*Gösterilen metin*
···

Cemaâtin avukatı ya da sözcüsü değilim ama elhamdülillah Hizmet gönüllüsüyüm ve bundan şeref duyuyuyorum…
Haydar Baş’ın oğlu BTP başkanı Hüseyin Baş tweet atıp, edep sınırlarını aşarak ( özür dilerim ) “Babam Cemaât’i az şey etmedi” demiş.
Evet “babası çook şey etti” Allah affeder mi ?
Bilmem fakat Hizmet-i Kur’aniye ve İmaniye hakkını helâl etmez, ben kendi hakkımı helâl etmem…
Oğlunun söyledikleri vesileyle Haydar Baş’la ilgili bir hatıramı anlatayım ;
Zannediyorum sene 2000, Azerbaycan’daki okulların mezuniyet töreninden İstanbul’a dönüyorduk.
Uçaktaki yerlerimizi aldık, biraz sonra uçağın kapısından içeri Haydar Baş girdi…
Allah’ım dedim, yerde ararken gökte buldum.
Çünkü o tarihlerde “Dinlerarası Diyalog” mes’elesinden ötürü Cemaât’i çok eleştiriyor ve ortalıkta iftira dolu CD’ler dağıtıyorlardı.
İşte tam o tarihlerde ben de Nurlar’dan ve Pırlantalar’dan Dinlerarası Diyalog’la ilgili bir çalışma yapmıştım, hazırdım…
Uçak havalanınınca yerimden kalktım, kontrol ettim, baktım Baş’ın yanındaki koltuk boştu.
– Oturabilir miyim ? diye sordum “tabii ki” dedi fakat diğer koltukta oturan bayan izin vermedi…
– Ben sizin yanınıza geleyim diyerek kalktı, geldi, benim yanımdaki koltuğa oturdu.
Beş – on dakika kim olduğumu, ne olduğumu belli etmemeye çalıştım. Sonra meseleyi açtım “Dinlerarası Diyalog” deyince “Ben seni anladım sen onlardansın” dedi…
Ben de “evet, bununla şeref duyuyorum” dedim.
Mes’eleyi enine boyuna tartıştık. Emin olabilirsiniz, mesele hakkında derinlemesine bir bilgisi dahi yoktu…
Hayret ettim ! Haydar Baş bomboştu, hem itikâdî, hem amelî alanda Ehl-i Kitap ile ilgili hiç birşey söyleyemiyordu.

···

*Veri satırları*
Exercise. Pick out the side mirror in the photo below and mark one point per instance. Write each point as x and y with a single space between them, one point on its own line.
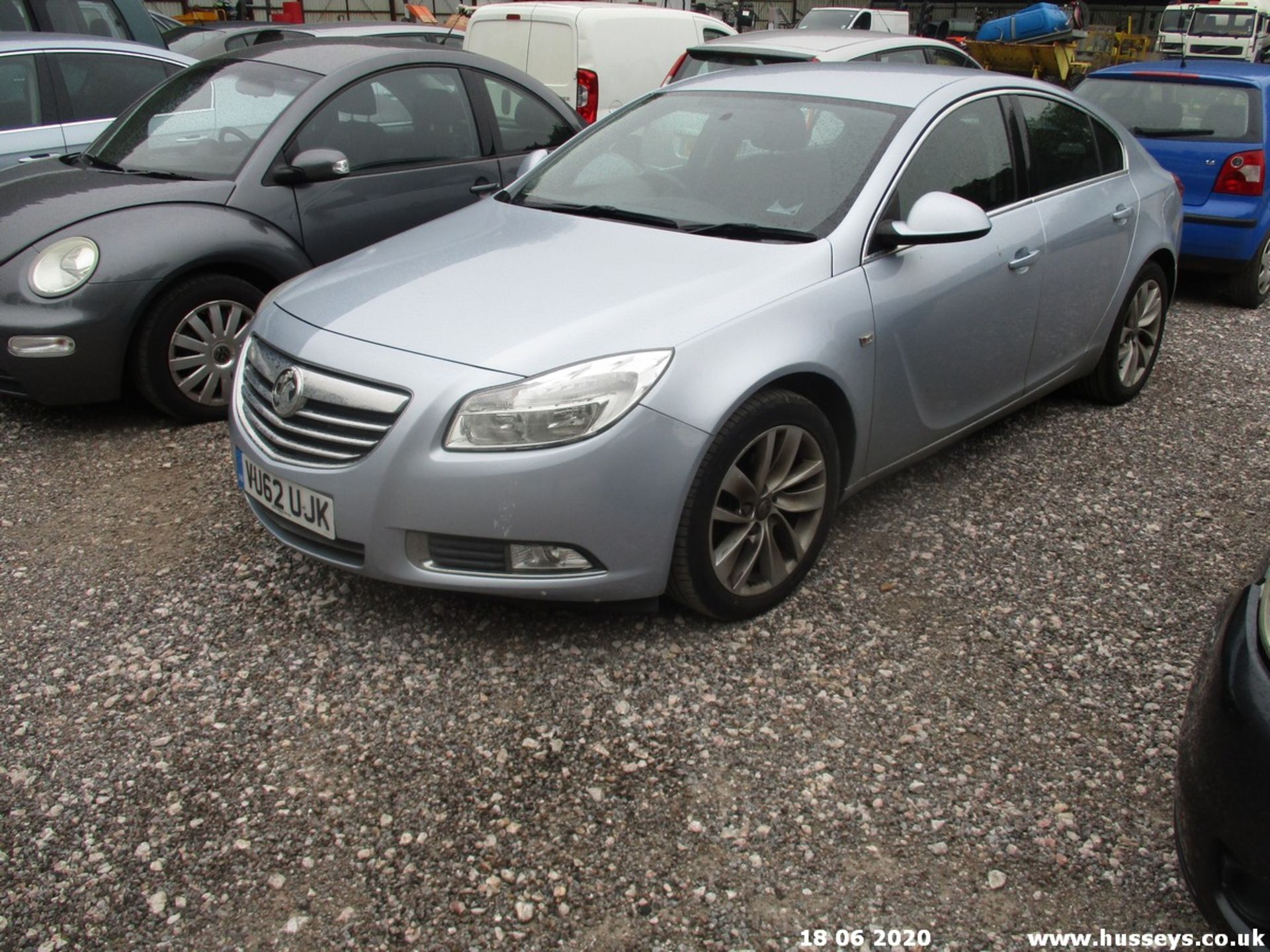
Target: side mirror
935 219
313 165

···

*Verilen görev*
Haydar Baş'la uçakta geçen tartışmayı anlatan hatırayı son cümlesinden sonra gelecek kısımla sürdürün.

*Görevin sonucu*
Nurlardan, Pırlantalardan, Üstadımız’ın hayatından, Hocamız’dan örnekler verdim, hiç birinden haberi yoktu…
Merak ettim Nurları ve pırlantaları okuyup, okumadığını sordum “okumadım” dedi…
“Peki o zaman televizyondaki yayınlar, söyledikleriniz nereden çıkıyor ? ” dedim.
“Arkadaşlar hazırlıyorlar” dedi…
“Ama gördüğünüz gibi bunların hiçbiri doğru değil” deyince ” O zaman Hocaefendi gelsin bizim kanalda konuşsun” dedi.
“Hocaefendi böyle şeylere girmez bilmiyor musunuz ? dedim “O zaman sen gel bizim kanalda bunları anlat” dedi…
Ben de “Efendim ben bizim Cemaât’te zurnanın son deliğiyim, siz cemaâtinizin başısınız, hakikati şu an duydunuz lütfen siz anlatın” dedim.
“Olmaz” dedi
Niçin yapmıyorsunuz ? dedim.
“Bildiğim kadarıyla Hocaefendi derginiz İcmal’i destekleyecek tarzda size yardım etti, ara ara haberleştiğinizi biliyorum” dedim…
O sırada hiç duymadığım bir şeyi itiraf etti “Evet, Hocaefendi televizyonumuzun açılışında da Ali …. vasıtasıyla 200 milyon gönderdi” dedi…
“Peki niçin böyle iyi ilişkilere karşı vefâ göstermiyorsunuz ?” deyince, ağzından bir şey kaçırdı ; Biliyorsun dedi “Ben ticaret yapıyorum devlete 5 …… borcum var, çok sıkıştırıyorlar”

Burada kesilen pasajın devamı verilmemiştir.